━━━━━ PROVIDED PASSAGE
Sunday, 25 August 2013
22:02 | Posted by Caz | Edit Post
Today I could rewrite this post again, word for word.
We've reached that important milestone again; 24 weeks pregnant. Viability.
Although I'm not sure what that means for us. Today doesn't guarantee us anything, I know that only too well. Anabelle was 32 weeks when she died, well beyond todays 'viability' milestone. Being viable didn't save her, it didn't guarantee her life, it doesn't guarantee us life for Zac. But I guess we have to cling onto something. So today I'm clinging onto the hope of life and the chance of life increasing now we're here some how.
I wish morbid thoughts didn't dominate me, but they do. The anxiety is ever increasing. I'm becoming increasingly obsessed with Zachary's movements, just as I did with Alexander. Today he's been quieter and so of course I work myself up, and then work myself up some more. I convince myself of things that are unlikely to be true when I think rationally. But rational thought is impossible most of the time. I convince myself he is dead or in trouble and we're going to have to relive it all again.
The more worked up I get, the less he seems to move; a vicious cycle.
━━━━━━━━━━
ABOUT THIS EXERCISE —
Answer the following questions using the blog post above.
(a) What number of weeks of pregnancy has the writer reached?
(b) At how many weeks was Anabelle when she died?
(c) Whose movements is the writer becoming increasingly obsessed with?
━━━━━ EXTRACTED ENTRIES
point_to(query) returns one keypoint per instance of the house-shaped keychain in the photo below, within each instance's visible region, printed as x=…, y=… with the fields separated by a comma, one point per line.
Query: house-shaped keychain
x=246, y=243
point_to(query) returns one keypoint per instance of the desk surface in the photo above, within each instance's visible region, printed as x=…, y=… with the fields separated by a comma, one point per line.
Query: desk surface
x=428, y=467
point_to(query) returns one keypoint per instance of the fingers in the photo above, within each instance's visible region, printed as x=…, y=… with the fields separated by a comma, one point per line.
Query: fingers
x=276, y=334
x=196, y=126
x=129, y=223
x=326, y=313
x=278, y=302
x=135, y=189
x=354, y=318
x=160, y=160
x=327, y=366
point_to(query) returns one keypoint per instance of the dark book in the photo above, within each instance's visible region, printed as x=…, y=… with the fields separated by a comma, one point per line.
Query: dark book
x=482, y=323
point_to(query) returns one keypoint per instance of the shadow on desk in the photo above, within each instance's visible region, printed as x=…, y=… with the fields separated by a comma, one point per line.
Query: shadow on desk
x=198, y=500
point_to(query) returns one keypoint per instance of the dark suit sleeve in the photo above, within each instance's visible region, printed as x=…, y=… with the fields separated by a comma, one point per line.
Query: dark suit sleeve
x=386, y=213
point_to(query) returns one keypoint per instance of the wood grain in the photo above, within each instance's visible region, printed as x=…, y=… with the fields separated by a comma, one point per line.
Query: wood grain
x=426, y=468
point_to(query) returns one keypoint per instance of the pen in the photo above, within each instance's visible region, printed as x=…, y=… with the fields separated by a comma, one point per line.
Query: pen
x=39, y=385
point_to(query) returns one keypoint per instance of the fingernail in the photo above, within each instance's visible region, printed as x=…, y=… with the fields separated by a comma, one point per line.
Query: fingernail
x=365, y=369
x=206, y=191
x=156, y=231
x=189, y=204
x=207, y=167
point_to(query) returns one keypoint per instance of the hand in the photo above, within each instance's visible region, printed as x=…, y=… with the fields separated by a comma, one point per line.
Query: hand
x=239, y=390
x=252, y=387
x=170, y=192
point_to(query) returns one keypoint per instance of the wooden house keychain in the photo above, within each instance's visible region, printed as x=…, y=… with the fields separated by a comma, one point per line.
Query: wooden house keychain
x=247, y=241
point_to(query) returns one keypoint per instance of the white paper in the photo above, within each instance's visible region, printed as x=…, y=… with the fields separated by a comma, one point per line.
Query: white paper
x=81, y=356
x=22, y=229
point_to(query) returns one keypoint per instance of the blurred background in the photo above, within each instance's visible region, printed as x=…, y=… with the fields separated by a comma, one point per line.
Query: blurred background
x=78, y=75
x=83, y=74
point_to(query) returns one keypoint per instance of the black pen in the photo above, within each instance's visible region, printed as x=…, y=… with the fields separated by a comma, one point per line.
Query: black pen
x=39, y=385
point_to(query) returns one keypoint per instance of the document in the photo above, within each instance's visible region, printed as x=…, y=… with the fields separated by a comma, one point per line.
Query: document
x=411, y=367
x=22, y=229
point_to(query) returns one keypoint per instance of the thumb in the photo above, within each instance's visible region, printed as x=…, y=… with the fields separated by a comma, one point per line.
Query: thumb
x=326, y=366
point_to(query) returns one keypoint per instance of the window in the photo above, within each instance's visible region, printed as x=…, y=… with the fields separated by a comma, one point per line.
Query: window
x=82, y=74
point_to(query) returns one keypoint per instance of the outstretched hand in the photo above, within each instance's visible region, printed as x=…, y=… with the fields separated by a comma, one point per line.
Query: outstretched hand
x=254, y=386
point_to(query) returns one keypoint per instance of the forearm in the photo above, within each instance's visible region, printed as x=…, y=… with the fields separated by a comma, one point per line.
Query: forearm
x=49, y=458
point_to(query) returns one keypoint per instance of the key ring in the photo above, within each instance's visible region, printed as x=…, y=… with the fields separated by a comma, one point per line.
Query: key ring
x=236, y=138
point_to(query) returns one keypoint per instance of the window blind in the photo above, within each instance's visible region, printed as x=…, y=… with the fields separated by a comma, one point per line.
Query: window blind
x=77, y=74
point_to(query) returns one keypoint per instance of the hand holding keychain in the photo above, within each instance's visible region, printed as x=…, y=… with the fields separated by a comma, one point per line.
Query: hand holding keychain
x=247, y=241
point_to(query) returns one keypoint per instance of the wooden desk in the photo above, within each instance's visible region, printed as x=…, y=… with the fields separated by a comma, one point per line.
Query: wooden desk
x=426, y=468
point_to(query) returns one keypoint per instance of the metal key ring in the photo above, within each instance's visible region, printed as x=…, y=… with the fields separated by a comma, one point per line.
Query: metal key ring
━━━━━━━━━━
ANSWER BOX —
(a) 24 weeks.
(b) 32 weeks.
(c) Zachary's.